---- Sección de texto

En Venezuela, la represión no tiene ideología. La tiranía de Nicolás Maduro persigue, secuestra, tortura y desaparece a cualquiera que alce la voz: de derecha, de izquierda o sin etiqueta política alguna. Lo hemos visto una y otra vez: sindicalistas, estudiantes, periodistas, defensores de derechos humanos, líderes comunitarios y políticos de todos los espectros.
Desde las elecciones robadas del 28 de julio de 2024, el país entró en una fase aún más brutal de represión. El régimen respondió a la voluntad popular con un pacto de sangre contra la ciudadanía: centenares de opositores fueron secuestrados, casi mil permanecen como presos políticos y más de un centenar de ellos son mujeres. Cuatro son menores de edad. Muchos han pasado semanas sin contacto alguno, sometidos a desapariciones forzadas, torturas y aislamiento en centros como El Helicoide, Fuerte Tiuna o calabozos clandestinos. Las imágenes de madres llorando frente a tribunales y cuarteles, pidiendo noticias de sus hijos, recuerdan a las escenas más oscuras de la dictadura argentina.
El caso de Martha Lía Grajales lo confirma. Colombiana de nacimiento, venezolana por naturalización, proveniente del chavismo de base, fue secuestrada el 8 de agosto tras participar en una protesta pacífica frente a la ONU en Caracas. Pasó más de 72 horas en desaparición forzada hasta que el propio Ministerio Público —instrumento de la dictadura— admitió su “detención” y le imputó delitos tan absurdos como graves: asociación para delinquir, incitación al odio y conspiración con gobierno extranjero. En otras palabras: criminalizar la protesta, como dicta el manual de cualquier Estado represor.

--------
---- Listado de datos

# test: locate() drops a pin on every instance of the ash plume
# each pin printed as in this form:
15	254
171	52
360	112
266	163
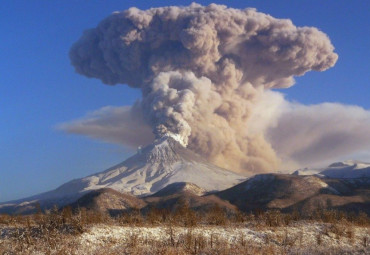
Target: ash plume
202	70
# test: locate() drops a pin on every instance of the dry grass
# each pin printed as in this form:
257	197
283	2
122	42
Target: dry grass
60	232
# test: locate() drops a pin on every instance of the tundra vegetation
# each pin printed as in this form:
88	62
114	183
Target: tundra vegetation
184	231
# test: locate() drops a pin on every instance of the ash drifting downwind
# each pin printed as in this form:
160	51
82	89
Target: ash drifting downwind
203	71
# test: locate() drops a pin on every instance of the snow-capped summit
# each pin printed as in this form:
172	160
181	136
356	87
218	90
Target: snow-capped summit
155	166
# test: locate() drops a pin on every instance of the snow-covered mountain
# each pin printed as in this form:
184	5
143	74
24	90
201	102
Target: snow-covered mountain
343	170
152	168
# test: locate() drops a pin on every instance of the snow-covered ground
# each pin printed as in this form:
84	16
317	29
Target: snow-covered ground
303	236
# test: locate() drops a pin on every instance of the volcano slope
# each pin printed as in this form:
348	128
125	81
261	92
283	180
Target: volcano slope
159	164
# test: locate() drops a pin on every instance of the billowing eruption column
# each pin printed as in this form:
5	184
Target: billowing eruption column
201	70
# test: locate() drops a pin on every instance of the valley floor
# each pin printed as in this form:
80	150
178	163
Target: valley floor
303	237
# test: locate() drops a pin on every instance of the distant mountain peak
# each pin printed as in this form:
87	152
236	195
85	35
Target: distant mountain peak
151	169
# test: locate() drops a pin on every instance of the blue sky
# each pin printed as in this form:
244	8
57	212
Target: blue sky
40	89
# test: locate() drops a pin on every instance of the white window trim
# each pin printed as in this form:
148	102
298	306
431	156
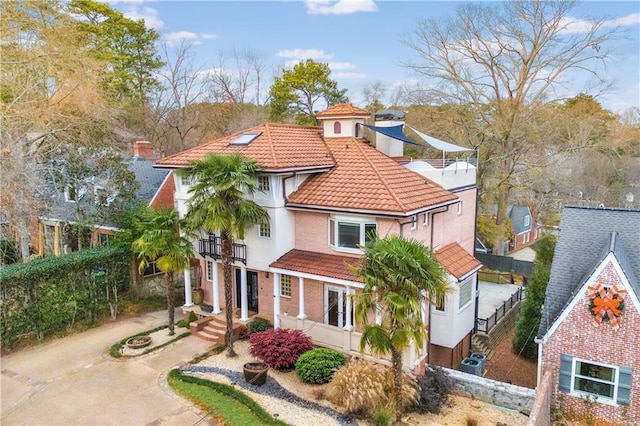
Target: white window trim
288	296
345	219
260	228
599	398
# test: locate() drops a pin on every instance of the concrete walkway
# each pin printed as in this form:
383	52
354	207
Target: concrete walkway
74	380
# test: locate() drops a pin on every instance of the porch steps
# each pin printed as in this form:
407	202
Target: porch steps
214	328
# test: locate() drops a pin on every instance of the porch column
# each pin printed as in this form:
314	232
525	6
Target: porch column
187	287
216	288
349	314
276	300
301	314
244	304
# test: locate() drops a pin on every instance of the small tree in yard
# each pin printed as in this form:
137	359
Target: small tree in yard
161	242
399	276
528	319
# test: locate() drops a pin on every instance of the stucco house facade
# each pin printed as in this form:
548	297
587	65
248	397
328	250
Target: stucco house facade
589	335
325	188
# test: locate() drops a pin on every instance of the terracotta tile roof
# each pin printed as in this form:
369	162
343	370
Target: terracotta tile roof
278	147
367	180
456	260
325	265
343	110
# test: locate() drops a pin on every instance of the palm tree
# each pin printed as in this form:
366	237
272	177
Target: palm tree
398	275
218	204
162	242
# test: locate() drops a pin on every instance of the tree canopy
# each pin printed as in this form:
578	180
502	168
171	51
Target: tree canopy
294	95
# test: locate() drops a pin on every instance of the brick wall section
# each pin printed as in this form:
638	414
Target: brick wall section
577	336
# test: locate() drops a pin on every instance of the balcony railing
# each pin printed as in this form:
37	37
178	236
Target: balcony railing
212	247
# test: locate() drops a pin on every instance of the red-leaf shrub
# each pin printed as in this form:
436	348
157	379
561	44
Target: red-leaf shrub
279	348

--------

## Qué entregar
Extrae íntegro y sin ninguna modificación el texto sobre la represión en Venezuela.

## Resultado
En Venezuela, la represión no tiene ideología. La tiranía de Nicolás Maduro persigue, secuestra, tortura y desaparece a cualquiera que alce la voz: de derecha, de izquierda o sin etiqueta política alguna. Lo hemos visto una y otra vez: sindicalistas, estudiantes, periodistas, defensores de derechos humanos, líderes comunitarios y políticos de todos los espectros.
Desde las elecciones robadas del 28 de julio de 2024, el país entró en una fase aún más brutal de represión. El régimen respondió a la voluntad popular con un pacto de sangre contra la ciudadanía: centenares de opositores fueron secuestrados, casi mil permanecen como presos políticos y más de un centenar de ellos son mujeres. Cuatro son menores de edad. Muchos han pasado semanas sin contacto alguno, sometidos a desapariciones forzadas, torturas y aislamiento en centros como El Helicoide, Fuerte Tiuna o calabozos clandestinos. Las imágenes de madres llorando frente a tribunales y cuarteles, pidiendo noticias de sus hijos, recuerdan a las escenas más oscuras de la dictadura argentina.
El caso de Martha Lía Grajales lo confirma. Colombiana de nacimiento, venezolana por naturalización, proveniente del chavismo de base, fue secuestrada el 8 de agosto tras participar en una protesta pacífica frente a la ONU en Caracas. Pasó más de 72 horas en desaparición forzada hasta que el propio Ministerio Público —instrumento de la dictadura— admitió su “detención” y le imputó delitos tan absurdos como graves: asociación para delinquir, incitación al odio y conspiración con gobierno extranjero. En otras palabras: criminalizar la protesta, como dicta el manual de cualquier Estado represor.